Please pull out every line below that contains the word "green", counting case as significant.

☆ ☆ ☆

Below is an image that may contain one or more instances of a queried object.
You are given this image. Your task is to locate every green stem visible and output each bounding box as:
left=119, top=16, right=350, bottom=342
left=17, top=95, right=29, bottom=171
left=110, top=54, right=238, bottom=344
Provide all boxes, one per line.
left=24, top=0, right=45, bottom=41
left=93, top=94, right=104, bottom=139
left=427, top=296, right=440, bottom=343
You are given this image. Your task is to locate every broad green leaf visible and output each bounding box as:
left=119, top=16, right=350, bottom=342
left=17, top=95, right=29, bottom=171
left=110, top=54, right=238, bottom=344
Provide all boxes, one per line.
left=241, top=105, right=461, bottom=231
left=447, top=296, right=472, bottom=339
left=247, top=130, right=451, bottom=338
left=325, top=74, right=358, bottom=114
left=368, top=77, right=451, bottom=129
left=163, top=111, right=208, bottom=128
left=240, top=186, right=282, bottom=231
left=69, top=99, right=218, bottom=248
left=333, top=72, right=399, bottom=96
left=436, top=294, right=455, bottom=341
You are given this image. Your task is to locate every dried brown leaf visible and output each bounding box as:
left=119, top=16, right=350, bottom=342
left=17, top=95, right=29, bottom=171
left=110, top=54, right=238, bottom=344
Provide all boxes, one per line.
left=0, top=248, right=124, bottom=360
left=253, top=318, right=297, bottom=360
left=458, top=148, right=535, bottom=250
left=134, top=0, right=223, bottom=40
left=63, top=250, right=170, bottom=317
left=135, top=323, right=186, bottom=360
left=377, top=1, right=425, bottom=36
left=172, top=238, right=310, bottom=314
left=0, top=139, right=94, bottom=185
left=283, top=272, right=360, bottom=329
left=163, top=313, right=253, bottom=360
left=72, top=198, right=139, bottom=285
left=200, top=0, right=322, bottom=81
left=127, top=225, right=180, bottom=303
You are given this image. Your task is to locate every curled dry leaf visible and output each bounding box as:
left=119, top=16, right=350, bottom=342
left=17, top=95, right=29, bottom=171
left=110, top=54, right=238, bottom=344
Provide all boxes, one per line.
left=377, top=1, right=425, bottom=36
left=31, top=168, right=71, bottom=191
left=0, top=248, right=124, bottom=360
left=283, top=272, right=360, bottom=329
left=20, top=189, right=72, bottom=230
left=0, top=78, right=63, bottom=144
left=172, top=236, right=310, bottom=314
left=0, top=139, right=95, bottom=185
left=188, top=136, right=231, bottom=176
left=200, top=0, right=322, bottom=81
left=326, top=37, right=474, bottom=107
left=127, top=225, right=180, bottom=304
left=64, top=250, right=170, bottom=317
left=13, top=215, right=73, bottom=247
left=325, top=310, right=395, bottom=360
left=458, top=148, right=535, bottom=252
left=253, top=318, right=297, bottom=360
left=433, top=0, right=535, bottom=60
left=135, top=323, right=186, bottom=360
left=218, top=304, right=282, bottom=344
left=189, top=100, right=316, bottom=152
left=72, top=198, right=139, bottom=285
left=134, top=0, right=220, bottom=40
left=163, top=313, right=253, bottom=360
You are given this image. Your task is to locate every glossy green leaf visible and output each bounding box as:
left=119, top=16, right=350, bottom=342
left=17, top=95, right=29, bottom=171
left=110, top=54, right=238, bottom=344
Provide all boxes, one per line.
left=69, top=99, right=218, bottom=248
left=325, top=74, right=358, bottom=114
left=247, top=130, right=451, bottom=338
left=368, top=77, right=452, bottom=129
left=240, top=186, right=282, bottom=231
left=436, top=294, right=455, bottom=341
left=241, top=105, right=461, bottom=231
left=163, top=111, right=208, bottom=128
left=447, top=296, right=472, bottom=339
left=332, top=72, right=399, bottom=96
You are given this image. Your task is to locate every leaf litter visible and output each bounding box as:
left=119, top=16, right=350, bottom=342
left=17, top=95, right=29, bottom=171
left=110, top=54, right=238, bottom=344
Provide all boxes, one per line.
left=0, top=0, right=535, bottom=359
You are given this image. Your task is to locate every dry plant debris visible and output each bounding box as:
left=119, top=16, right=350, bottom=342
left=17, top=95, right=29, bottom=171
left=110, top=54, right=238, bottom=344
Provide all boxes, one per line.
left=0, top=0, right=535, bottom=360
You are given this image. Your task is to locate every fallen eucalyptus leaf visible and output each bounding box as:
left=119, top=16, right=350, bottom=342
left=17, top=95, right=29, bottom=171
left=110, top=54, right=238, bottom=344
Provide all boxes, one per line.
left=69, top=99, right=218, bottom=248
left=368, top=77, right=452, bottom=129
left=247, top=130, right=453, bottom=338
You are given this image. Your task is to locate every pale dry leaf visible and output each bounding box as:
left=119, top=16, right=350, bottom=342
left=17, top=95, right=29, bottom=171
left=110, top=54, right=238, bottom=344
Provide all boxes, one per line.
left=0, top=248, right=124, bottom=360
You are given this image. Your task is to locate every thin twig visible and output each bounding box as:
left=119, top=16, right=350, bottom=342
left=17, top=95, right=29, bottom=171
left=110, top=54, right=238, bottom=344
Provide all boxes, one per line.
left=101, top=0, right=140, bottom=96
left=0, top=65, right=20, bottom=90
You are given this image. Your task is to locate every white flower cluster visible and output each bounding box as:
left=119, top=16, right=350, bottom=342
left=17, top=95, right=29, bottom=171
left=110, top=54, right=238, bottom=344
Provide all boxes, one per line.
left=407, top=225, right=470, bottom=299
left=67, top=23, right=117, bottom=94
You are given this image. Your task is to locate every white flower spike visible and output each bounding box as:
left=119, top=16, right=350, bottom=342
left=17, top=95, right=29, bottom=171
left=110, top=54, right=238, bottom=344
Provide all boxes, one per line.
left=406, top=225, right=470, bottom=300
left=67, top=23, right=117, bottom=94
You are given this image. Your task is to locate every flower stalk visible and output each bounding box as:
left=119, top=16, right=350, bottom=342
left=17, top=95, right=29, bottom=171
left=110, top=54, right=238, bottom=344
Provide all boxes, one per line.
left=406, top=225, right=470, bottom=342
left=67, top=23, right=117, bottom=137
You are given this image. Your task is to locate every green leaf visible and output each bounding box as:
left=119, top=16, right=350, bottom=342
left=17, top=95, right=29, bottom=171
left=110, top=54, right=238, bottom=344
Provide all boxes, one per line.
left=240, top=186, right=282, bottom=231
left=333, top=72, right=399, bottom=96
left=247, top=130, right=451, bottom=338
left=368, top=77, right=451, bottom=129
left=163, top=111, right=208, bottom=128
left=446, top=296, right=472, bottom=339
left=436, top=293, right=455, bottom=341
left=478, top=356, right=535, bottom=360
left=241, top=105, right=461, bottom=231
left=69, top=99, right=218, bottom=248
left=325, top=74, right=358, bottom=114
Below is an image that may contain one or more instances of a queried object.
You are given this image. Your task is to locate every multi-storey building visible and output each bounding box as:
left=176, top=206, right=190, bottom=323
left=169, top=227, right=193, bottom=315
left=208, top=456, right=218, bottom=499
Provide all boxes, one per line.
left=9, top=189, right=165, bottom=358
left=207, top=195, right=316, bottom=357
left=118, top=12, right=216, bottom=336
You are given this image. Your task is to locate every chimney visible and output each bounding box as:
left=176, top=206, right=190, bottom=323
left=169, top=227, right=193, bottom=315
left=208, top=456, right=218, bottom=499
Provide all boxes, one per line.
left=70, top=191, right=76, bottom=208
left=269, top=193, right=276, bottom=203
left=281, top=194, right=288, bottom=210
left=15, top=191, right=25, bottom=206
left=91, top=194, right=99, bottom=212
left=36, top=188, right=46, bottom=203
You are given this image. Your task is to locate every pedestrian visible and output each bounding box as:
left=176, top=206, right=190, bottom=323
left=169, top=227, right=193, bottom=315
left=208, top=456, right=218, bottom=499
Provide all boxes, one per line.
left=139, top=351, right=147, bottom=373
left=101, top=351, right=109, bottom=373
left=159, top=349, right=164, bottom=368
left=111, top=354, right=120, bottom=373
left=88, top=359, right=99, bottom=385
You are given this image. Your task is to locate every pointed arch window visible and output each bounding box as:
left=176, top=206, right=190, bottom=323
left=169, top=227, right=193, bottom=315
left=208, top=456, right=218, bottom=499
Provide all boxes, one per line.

☆ ☆ ☆

### CORRECT RESPONSE
You are given this image. Your task is to locate every green stem visible and output each bounding box as:
You are given this image. Your task is to locate every broad green leaf visible and output each bounding box as:
You are given this image. Your task is to locate every glossy green leaf visible and output each bounding box as:
You are given this image. Your task is to locate every green leaf visible and output each bounding box as:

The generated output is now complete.